- _Text block_:

>> BEGIN

Video Games Expenditure Credit
Video Games Expenditure Credit
What does the transition to a new tax relief scheme mean for video games companies?
The UK video games market has experienced unprecedented growth in recent years and is now worth an estimated £7 billion to the UK economy, according to the UK Interactive Entertainment trade association (UKIE)*. It’s a sector that thrives on innovation, so it's little wonder that it was a notable inclusion in the significant changes to the current tax relief regime the Chancellor, Jeremy Hunt, announced in the Spring Budget. So, what are these changes, who will be the winners and losers, and what do Video Games companies need to consider?
Video Games Expenditure Credit (VGEC)
Video Games Tax Relief (VGTR) currently allows British games developers to claim a 20% tax rebate against the money they spend on the design, production, and testing of a new video game. As part of a sweeping reform of R&D tax reliefs for the creative sector, it is to be replaced by a new refundable expenditure credit known as Video Games Expenditure Credit (VGEC).
There are two main reasons behind this change: firstly, to comply with international tax reforms, namely the implementation of global tax policy, Pillar Two. Secondly, the reform is intended to incentivise UK-based studios to carry out activity solely in the UK. This latter point reflects the Government’s general direction of travel for R&D and aims to boost skills domestically and drive homegrown innovation.
What is the new Video Games Expenditure Credit?
- VGEC will have a headline rate of 34%. However, it’s important to note that the claims process for expenditure credits applies the current rate of corporation tax (25%) to calculations. Therefore, the effective rate is likely to be closer to 25.5% - just a modest increase from VGTR
- It will only apply to expenditure on goods ‘used and consumed’ in the UK, unlike VGTR which includes the European Economic Area (EEA). The exact meaning of the term ‘used and consumed’ is yet to be confirmed by the Government, following consultations on the changes which only ended weeks before the Spring Budget
- VGEC will come into force from 1 April 2025. From that date, all new games must claim VGEC rather than VGTR. Any games already in development before 1 April 2025 can continue to claim VGTR (with EEA qualifying expenditure) until April 2027. It’s also worth noting that companies can elect to claim VGEC from 1 January 2024 for specific projects, but simultaneously claim VGTR for other projects in development until April 2027
- VGEC will scrap the subcontracting limit, which will be welcomed by the industry
- It will impose eligibility requirements, with a minimum of 10% expenditure ‘used or consumed’ in the UK
- VGEC will retain the 80% cap on qualifying expenditure
Winners and losers
As with any changes, there will be winners and losers as a result of the introduction of VGEC. The removal of the subcontracting limit is good news for the sector. However, smaller studios that have adopted a remote working model, with overseas employees carrying out the majority of the design, development and production of video games, may lose out substantially because of the switch to expenditure credit. For example:
- If you spend £1 million on the development of a video game, with 50% of expenditure incurred in the UK and 50% in France, under the current VGTR scheme you would get a 20% rebate on all core expenditure, amounting to around £200,000.

>> END

Excerpts from segmentation records
>> BEGIN

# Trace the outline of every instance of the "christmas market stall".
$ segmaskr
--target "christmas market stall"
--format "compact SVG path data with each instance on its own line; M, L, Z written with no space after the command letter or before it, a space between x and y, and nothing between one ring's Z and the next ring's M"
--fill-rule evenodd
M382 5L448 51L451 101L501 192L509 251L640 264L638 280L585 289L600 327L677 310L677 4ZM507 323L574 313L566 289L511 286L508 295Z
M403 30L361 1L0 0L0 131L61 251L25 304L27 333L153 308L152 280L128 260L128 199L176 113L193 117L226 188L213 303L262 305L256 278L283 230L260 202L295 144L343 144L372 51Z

>> END
>> BEGIN

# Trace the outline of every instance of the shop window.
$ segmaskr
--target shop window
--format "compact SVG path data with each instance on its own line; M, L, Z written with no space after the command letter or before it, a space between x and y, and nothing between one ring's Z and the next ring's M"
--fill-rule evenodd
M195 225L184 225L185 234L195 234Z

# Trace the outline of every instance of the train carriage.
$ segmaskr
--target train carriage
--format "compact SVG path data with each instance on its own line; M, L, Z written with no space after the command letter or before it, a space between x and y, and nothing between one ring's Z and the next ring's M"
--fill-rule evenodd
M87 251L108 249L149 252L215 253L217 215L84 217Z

>> END
>> BEGIN

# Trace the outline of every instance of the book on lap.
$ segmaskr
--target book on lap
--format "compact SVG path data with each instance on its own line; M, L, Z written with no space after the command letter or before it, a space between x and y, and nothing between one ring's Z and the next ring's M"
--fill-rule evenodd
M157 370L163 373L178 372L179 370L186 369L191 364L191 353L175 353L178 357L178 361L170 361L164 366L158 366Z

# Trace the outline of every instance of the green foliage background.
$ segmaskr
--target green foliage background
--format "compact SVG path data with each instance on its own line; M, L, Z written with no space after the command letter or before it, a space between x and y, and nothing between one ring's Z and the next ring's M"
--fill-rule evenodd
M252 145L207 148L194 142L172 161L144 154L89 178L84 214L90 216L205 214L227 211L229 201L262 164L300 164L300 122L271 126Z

>> END

- _To do_:
1 > In the entries, copy the lines from the line with "# Trace the outline of every instance of the green" to the line with "M252 145L207 148L194", swapping "foliage" for "vegetation" and leaving everything else as it is.
2 > Extend the article on the new video games tax credit, picking up right after its last sentence.

- _Results in order_:
1 >
# Trace the outline of every instance of the green vegetation background.
$ segmaskr
--target green vegetation background
--format "compact SVG path data with each instance on its own line; M, L, Z written with no space after the command letter or before it, a space between x and y, and nothing between one ring's Z and the next ring's M"
--fill-rule evenodd
M252 145L207 148L194 142L172 161L144 154L89 178L84 214L90 216L205 214L227 211L229 201L262 164L300 164L300 122L271 126Z

2 >
- By contrast, under the VGEC regime, you will only be able to claim against half of that core expenditure (i.e. the 50% spent in the UK), resulting in a rebate of £120,000 against the same overall cost of £1 million.
However, it’s important to remember that there will still be incentives available for everyone, although it may be more beneficial for some than for others.
What do video games companies need to consider?
The timings of these changes may seem like a long way off, but it’s essential to start thinking and planning for the introduction of VGEC as soon as possible. Whether it’s pitching for projects, or speaking to publishers, it’s important to understand what your expenditure credits may look like so you can budget and plan accordingly. The key areas to think about are:
- People – where are you placing work and who are you engaging with?
- Budgets – look closely at the numbers, taking into account what you can and cannot claim against moving forwards.
- Get ahead – if you don’t employ overseas workers, there’s a real opportunity to be an early adopter of the scheme and to consider what VGEC might mean for your business.
- Contingency planning – for certain studios, the changes may not be welcome news. If that’s the case, it’s vital to consider what your options are and how you can remain on the VGTR scheme for as long possible before making the switch.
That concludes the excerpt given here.